* Problem
Locate each line in the rows below that contains the string "coming" and copy it out in full. Matching is case-sensitive.

* Input records
....................

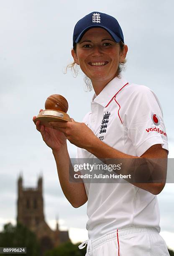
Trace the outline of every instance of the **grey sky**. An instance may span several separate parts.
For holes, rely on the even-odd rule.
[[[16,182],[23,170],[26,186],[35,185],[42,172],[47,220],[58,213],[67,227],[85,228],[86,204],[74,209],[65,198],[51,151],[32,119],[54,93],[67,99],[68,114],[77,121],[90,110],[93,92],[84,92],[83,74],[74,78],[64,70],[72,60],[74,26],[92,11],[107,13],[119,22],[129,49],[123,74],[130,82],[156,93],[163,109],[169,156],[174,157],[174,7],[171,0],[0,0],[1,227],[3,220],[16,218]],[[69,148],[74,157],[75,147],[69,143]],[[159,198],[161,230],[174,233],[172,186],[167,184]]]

....................

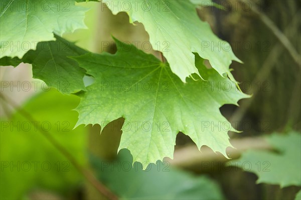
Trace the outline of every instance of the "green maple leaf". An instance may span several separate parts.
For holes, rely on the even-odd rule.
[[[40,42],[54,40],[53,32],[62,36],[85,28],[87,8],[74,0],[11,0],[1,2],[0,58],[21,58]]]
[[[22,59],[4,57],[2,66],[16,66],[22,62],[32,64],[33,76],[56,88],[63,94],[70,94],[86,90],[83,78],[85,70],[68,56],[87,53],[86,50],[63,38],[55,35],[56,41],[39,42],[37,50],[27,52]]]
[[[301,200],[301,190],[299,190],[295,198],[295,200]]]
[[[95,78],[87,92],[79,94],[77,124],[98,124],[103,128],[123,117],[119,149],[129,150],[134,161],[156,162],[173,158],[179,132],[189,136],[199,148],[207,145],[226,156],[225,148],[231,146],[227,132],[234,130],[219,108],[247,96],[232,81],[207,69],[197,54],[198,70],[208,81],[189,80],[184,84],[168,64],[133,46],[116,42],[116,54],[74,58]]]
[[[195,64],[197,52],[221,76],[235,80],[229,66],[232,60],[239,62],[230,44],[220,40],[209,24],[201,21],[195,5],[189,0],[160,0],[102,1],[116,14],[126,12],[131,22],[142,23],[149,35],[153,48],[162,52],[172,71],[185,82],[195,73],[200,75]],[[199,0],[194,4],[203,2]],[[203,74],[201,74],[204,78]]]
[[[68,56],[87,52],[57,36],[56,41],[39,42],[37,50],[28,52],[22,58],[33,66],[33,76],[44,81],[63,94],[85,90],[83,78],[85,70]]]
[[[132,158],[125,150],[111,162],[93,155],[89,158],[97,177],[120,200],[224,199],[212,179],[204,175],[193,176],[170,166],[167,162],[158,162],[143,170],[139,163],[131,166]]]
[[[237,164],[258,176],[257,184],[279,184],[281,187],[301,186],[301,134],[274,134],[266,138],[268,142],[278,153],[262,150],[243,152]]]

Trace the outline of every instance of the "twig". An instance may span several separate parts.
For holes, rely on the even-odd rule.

....................

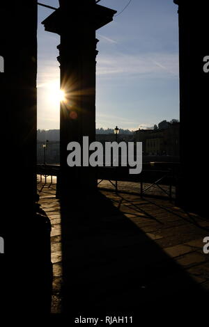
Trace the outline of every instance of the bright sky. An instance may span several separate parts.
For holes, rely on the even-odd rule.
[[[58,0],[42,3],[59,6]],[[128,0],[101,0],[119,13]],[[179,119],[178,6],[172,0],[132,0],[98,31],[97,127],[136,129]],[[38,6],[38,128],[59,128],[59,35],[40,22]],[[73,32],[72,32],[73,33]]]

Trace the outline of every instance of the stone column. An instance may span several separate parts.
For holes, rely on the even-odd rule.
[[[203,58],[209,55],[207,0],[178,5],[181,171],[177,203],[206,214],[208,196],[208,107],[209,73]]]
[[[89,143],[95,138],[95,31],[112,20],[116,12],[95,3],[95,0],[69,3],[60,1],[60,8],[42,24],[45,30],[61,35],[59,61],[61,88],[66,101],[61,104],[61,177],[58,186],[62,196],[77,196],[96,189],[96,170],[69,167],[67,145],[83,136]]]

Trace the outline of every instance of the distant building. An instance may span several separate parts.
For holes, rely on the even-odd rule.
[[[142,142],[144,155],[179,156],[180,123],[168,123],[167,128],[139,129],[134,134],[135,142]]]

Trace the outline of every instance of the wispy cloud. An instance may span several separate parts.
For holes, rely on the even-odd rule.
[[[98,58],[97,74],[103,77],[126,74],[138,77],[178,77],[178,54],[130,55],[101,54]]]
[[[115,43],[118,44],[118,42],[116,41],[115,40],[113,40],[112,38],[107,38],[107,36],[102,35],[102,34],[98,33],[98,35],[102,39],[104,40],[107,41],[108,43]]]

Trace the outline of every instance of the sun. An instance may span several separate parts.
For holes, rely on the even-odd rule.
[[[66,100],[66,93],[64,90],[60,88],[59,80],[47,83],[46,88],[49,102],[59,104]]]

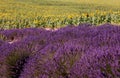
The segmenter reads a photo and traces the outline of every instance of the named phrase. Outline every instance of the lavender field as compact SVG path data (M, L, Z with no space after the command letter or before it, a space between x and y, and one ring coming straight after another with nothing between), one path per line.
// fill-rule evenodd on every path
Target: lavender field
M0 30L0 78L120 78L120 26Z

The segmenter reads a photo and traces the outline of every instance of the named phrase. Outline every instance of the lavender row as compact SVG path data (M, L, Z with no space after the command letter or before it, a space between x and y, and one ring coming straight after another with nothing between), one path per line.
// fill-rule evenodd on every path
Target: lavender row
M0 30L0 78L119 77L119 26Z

....................

* Written response
The segmenter reads a photo and traces the outline of every instance of the named phrase. Outline every instance of the lavender field as compact SVG path data (M, L, Z with no space after the command letter or before it, a space between x and y, and one ring coming straight after another with nothing between), one path per line.
The segmenter reads a photo and traces the outline of every instance of the named phrase. Outline every instance of the lavender row as compact SVG path data (M, L, Z with no space after the command letter or before it, a space between x and y, and one ring coming straight after another with nothing between), one path per line.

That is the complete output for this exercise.